EXTRACTED INFORMATION -
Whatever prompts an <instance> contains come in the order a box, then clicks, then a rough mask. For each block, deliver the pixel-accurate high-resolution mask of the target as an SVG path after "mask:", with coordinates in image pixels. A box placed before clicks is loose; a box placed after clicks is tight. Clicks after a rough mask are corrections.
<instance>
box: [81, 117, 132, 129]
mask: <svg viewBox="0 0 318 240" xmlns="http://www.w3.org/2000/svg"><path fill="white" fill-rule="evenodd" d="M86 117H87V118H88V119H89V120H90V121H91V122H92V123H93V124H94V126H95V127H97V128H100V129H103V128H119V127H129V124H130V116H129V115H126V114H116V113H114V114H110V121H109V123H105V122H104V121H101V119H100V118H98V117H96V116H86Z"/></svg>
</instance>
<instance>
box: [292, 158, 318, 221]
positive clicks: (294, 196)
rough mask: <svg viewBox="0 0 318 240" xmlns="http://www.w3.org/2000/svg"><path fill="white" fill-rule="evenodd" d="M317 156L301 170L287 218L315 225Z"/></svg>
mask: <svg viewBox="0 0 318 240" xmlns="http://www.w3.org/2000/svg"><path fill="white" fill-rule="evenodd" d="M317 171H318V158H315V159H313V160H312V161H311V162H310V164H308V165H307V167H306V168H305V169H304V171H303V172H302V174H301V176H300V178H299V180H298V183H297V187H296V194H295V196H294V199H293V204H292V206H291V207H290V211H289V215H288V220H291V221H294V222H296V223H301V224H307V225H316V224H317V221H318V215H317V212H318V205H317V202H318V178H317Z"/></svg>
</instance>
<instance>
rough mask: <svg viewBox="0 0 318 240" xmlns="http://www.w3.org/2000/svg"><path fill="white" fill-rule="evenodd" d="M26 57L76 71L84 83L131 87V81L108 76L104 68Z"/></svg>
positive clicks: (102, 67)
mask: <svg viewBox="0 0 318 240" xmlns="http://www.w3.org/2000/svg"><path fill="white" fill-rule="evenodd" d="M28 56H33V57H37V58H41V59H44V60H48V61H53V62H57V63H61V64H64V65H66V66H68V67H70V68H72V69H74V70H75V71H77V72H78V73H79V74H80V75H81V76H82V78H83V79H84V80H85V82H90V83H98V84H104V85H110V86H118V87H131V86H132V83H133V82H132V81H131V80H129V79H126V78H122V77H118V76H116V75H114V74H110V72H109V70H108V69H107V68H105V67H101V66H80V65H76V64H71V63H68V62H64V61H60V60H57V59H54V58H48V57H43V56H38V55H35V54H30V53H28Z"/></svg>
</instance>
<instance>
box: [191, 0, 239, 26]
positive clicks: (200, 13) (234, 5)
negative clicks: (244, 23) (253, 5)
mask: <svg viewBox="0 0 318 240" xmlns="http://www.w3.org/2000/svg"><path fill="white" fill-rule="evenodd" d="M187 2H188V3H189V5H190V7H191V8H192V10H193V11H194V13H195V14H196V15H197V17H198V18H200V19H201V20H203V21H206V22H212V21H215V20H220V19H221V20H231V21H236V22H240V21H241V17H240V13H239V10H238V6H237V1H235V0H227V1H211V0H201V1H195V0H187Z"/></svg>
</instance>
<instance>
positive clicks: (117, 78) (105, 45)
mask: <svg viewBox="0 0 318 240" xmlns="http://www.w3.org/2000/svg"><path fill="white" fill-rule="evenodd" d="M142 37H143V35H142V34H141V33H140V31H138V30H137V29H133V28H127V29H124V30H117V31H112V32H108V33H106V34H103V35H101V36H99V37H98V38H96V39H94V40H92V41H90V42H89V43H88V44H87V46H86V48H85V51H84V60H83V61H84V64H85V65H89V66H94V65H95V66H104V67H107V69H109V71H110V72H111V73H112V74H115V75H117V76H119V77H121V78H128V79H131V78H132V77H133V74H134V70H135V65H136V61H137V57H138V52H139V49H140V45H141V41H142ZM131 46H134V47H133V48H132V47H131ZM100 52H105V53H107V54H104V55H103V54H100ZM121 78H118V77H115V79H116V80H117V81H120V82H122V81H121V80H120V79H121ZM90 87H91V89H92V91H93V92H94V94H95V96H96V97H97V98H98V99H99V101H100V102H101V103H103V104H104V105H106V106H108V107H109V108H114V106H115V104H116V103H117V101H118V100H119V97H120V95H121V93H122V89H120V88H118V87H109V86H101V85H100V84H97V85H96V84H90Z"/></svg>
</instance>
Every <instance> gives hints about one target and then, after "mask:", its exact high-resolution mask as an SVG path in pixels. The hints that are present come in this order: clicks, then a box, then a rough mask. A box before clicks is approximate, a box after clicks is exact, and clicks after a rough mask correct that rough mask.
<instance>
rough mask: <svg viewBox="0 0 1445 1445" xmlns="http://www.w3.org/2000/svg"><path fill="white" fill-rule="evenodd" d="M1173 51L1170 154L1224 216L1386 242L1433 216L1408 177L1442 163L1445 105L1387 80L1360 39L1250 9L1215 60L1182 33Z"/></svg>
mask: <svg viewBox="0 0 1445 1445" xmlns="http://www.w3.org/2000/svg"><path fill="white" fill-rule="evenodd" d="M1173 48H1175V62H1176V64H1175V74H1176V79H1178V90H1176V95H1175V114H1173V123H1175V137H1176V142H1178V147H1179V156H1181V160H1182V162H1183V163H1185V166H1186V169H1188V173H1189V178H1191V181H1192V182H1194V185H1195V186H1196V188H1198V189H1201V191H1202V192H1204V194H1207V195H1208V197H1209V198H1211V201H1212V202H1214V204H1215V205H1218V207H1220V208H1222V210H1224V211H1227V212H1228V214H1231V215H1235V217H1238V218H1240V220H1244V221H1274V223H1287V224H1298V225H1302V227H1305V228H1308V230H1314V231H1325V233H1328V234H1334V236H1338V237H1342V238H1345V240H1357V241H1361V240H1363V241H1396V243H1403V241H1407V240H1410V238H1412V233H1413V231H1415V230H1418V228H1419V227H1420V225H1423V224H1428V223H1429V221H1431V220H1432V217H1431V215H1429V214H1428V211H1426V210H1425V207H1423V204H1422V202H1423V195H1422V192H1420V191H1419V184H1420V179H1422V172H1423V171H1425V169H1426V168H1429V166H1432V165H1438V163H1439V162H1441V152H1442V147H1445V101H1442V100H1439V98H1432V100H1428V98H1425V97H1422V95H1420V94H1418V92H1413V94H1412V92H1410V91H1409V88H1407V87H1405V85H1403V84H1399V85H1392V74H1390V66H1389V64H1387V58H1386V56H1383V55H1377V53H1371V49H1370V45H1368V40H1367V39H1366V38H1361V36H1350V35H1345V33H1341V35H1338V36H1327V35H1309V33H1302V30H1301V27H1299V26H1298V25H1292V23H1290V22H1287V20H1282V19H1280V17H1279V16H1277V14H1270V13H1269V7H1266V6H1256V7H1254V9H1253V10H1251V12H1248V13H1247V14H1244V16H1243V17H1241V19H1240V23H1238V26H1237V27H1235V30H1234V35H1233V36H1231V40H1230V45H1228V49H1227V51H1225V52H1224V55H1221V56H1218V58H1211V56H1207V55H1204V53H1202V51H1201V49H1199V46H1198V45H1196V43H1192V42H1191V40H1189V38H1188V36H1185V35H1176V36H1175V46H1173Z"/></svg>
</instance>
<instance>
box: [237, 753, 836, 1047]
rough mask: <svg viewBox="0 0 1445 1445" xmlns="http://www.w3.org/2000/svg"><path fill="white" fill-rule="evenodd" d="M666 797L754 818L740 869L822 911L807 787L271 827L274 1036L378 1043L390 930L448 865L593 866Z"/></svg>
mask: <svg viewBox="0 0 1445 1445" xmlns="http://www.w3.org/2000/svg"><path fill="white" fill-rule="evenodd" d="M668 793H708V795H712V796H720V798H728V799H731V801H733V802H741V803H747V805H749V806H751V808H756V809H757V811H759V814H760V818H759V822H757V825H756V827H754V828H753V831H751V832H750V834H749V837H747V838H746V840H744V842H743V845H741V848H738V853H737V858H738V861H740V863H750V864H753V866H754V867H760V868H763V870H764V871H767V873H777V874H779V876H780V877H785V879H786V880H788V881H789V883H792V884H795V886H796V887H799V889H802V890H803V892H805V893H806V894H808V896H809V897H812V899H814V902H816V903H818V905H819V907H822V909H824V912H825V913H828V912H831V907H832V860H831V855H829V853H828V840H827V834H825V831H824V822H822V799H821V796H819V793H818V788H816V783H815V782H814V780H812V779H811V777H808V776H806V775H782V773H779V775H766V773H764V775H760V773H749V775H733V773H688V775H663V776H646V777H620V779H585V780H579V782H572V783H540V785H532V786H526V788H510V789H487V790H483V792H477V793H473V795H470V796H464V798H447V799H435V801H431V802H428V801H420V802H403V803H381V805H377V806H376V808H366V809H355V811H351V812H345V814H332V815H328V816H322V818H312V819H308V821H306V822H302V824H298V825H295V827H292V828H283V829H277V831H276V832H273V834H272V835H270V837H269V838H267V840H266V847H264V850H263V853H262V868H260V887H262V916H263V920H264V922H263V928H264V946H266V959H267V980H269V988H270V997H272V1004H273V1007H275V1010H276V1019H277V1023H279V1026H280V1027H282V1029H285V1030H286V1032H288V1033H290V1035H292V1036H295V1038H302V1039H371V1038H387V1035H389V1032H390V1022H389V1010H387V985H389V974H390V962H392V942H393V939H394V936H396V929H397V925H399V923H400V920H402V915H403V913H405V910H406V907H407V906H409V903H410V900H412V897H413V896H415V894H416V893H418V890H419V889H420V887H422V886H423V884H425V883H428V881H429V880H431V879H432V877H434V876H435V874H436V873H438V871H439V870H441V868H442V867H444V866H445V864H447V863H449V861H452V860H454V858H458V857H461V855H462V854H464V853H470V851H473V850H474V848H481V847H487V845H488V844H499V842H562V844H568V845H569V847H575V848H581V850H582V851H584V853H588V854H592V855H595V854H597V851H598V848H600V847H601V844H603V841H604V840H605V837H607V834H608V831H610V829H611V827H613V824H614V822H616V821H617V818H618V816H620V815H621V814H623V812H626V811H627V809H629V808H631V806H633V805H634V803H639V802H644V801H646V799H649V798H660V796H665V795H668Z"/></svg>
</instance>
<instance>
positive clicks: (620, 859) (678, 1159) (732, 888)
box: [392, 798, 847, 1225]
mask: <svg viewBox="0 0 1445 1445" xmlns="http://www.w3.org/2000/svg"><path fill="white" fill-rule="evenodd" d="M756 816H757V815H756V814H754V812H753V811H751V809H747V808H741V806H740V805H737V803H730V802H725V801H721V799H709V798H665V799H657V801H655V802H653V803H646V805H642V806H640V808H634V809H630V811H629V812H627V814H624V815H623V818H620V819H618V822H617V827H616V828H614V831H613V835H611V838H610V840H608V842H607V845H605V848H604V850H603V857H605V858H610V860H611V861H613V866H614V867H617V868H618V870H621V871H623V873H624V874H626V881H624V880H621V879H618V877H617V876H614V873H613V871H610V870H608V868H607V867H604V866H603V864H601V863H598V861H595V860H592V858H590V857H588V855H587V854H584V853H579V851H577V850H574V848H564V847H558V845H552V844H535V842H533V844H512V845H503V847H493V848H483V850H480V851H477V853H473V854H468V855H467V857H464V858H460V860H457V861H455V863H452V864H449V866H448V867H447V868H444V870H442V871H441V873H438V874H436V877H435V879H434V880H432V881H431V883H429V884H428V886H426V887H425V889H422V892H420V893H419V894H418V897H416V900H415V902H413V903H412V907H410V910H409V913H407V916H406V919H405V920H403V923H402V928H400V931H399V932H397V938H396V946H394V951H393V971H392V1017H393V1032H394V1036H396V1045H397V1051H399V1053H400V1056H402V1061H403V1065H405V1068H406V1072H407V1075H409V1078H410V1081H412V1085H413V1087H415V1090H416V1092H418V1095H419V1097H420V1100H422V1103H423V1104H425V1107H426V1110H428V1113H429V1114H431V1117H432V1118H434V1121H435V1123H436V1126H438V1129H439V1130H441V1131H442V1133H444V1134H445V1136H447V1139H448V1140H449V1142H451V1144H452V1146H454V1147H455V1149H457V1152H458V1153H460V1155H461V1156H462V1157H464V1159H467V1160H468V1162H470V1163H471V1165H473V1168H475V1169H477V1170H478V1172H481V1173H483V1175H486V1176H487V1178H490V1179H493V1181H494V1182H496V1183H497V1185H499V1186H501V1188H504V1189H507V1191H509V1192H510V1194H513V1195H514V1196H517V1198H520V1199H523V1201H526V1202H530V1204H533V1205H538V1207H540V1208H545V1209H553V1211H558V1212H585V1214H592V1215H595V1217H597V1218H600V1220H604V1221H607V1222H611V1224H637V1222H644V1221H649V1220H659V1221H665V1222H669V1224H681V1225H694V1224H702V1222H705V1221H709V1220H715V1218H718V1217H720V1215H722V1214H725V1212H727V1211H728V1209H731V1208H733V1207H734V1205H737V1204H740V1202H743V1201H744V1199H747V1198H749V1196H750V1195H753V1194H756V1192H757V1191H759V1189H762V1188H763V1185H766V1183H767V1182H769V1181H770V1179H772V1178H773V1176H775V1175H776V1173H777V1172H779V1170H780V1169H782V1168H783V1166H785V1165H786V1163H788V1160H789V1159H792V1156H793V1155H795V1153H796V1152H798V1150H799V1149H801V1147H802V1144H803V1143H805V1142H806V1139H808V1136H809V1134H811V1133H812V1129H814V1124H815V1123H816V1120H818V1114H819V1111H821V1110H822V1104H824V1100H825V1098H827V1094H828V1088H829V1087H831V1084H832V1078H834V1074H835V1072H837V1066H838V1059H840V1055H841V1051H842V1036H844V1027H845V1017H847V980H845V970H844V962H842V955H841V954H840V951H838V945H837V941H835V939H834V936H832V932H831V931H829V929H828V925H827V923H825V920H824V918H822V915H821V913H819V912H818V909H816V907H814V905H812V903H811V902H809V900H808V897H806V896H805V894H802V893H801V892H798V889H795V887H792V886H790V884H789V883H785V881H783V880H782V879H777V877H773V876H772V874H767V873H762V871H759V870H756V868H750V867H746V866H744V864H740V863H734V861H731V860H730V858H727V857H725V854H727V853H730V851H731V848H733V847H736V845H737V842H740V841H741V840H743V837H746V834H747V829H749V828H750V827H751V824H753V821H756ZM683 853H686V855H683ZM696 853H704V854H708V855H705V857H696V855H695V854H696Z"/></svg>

ASSIGNED TASK - Above are some records; copy exactly the lines from the one with "positive clicks: (294, 196)" through the one with "57L76 71L84 83L131", both included, and no others.

WRITTEN SOLUTION -
positive clicks: (294, 196)
rough mask: <svg viewBox="0 0 318 240" xmlns="http://www.w3.org/2000/svg"><path fill="white" fill-rule="evenodd" d="M317 156L301 170L287 218L315 225Z"/></svg>
mask: <svg viewBox="0 0 318 240" xmlns="http://www.w3.org/2000/svg"><path fill="white" fill-rule="evenodd" d="M317 171H318V158H315V159H313V160H312V161H311V162H310V164H308V165H307V167H306V168H305V169H304V171H303V172H302V174H301V176H300V178H299V180H298V183H297V187H296V194H295V196H294V199H293V204H292V206H291V207H290V211H289V215H288V220H291V221H294V222H296V223H301V224H307V225H316V224H317V221H318V215H317V212H318V205H317V202H318V178H317Z"/></svg>
</instance>
<instance>
rough mask: <svg viewBox="0 0 318 240" xmlns="http://www.w3.org/2000/svg"><path fill="white" fill-rule="evenodd" d="M26 57L76 71L84 83L131 87V81L108 76L104 68Z"/></svg>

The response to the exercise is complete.